指示
#1 本文抜粋によると、オヤビッチャの体側には黒い横帯が何本ありますか。
#2 記録のうち、「Where can you see the tree」を含む行から「Where can you see the yellow kayak」を含む行までだけを、「photo」を「image」に置き換えて書き直してください。

本文抜粋
□ □ □ □ □ □ □

オヤビッチャの飼育方法~餌・水温・混泳のポイント

オヤビッチャは夏から秋にかけて、関東のタイドプールでも特に多く見られるスズメダイの仲間です。体に5本の黒い縞模様があり、背中が黄色いのでよく目立つ種類です。

飼育自体は容易で、体も丈夫、餌もよく食べますが、性格はやや強めなので混泳には注意が必要です。

標準和名 オヤビッチャ
学名 Abudefduf vaigiensis(Quoy and Gaimard, 1825)
分類 スズキ目・スズキ亜目・スズメダイ科・オヤビッチャ属
全長 20cm
飼育難易度 ★☆☆☆☆
おすすめの餌 メガバイトグリーン冷凍イサザアミ
温度 23~26度
水槽 60cm以上
混泳 気が強い魚とは注意が必要
サンゴ飼育

オヤビッチャってどんな魚?

▲オヤビッチャの幼魚

▲オヤビッチャの成魚

オヤビッチャはスズキ目・スズメダイ科の魚です。体側には5本の黒色横帯があり、背中が黄色みをおびるのが特徴のきれいな海水魚です。熱帯魚らしいきれいな色が魅力的ですが、夏から秋にかけて関東以南の太平洋岸、数は少ないですが日本海沿岸にも幼魚が姿を見せます。ついつい持ち帰りたくなりますが、餌をよく食べ、大きく成長し、大きくなったものは気が強くなるので、注意が必要です。

□ □ □ □ □ □ □

抽出記録
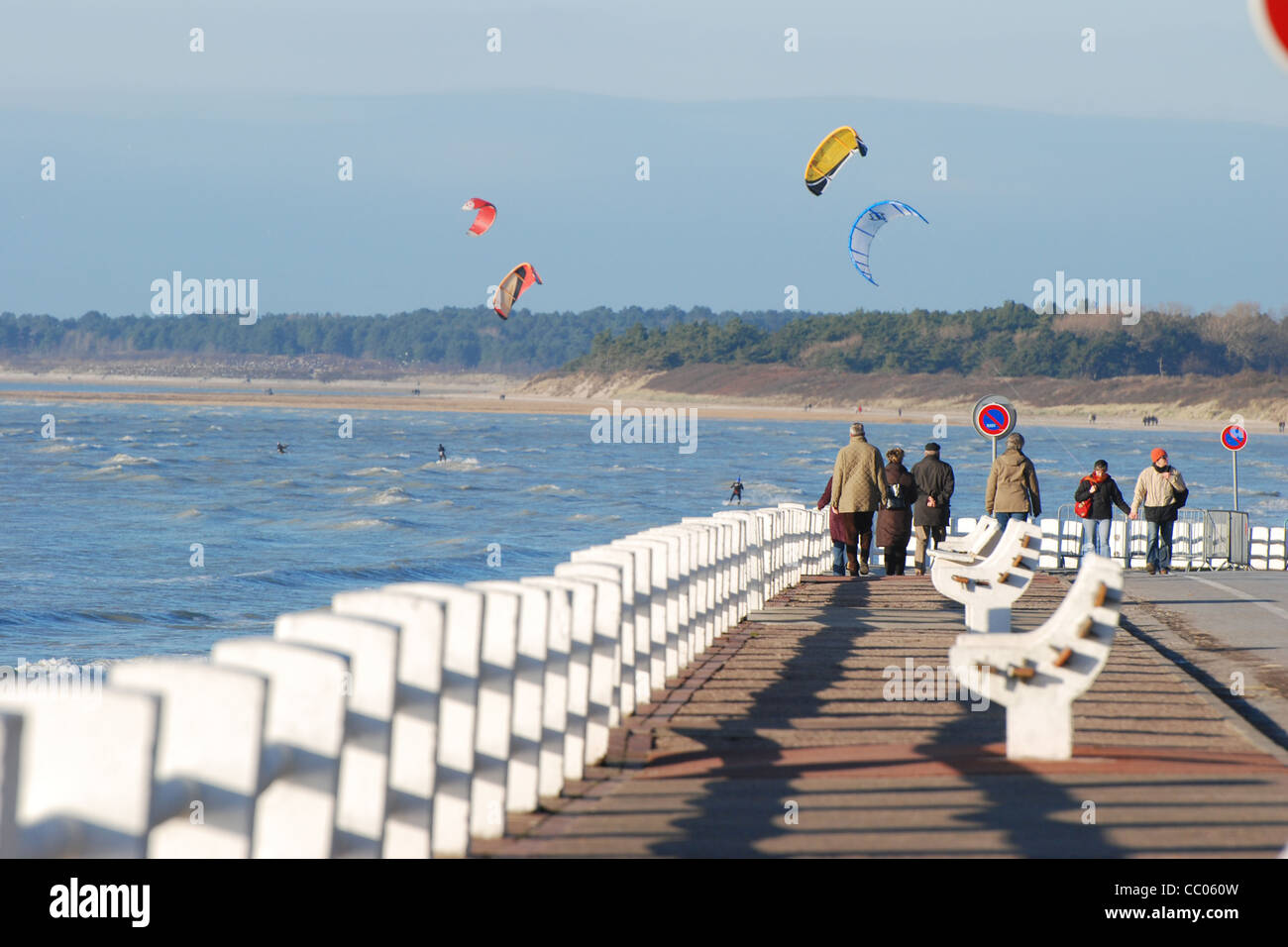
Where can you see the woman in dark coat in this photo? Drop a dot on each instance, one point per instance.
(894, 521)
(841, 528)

□ □ □ □ □ □ □

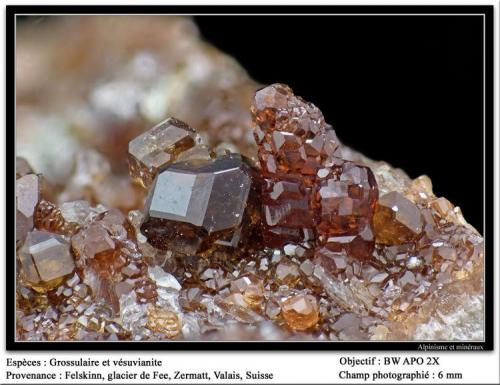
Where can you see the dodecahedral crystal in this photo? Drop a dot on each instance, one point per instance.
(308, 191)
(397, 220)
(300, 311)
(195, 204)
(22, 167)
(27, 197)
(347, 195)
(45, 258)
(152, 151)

□ □ □ □ □ □ □

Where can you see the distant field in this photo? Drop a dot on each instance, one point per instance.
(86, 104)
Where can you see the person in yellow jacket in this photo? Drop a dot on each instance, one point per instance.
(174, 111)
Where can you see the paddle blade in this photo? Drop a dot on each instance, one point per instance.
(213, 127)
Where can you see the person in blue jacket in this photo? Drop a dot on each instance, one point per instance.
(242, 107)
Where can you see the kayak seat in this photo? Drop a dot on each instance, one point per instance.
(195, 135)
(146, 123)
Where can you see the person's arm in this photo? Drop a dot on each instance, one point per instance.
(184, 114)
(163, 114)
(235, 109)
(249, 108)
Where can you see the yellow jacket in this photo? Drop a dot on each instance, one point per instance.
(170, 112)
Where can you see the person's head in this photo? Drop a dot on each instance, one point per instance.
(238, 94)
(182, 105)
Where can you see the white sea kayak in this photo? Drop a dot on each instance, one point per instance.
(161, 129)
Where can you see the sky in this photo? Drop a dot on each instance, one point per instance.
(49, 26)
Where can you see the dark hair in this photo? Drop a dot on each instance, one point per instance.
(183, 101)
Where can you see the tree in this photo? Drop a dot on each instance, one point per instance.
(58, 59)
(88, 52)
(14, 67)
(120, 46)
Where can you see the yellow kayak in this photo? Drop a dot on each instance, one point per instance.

□ □ □ □ □ □ □

解答済み問題
#1 5本です。

#2
Where can you see the tree in this image? Drop a dot on each instance, one point per instance.
(58, 59)
(88, 52)
(14, 67)
(120, 46)
Where can you see the yellow kayak in this image? Drop a dot on each instance, one point per instance.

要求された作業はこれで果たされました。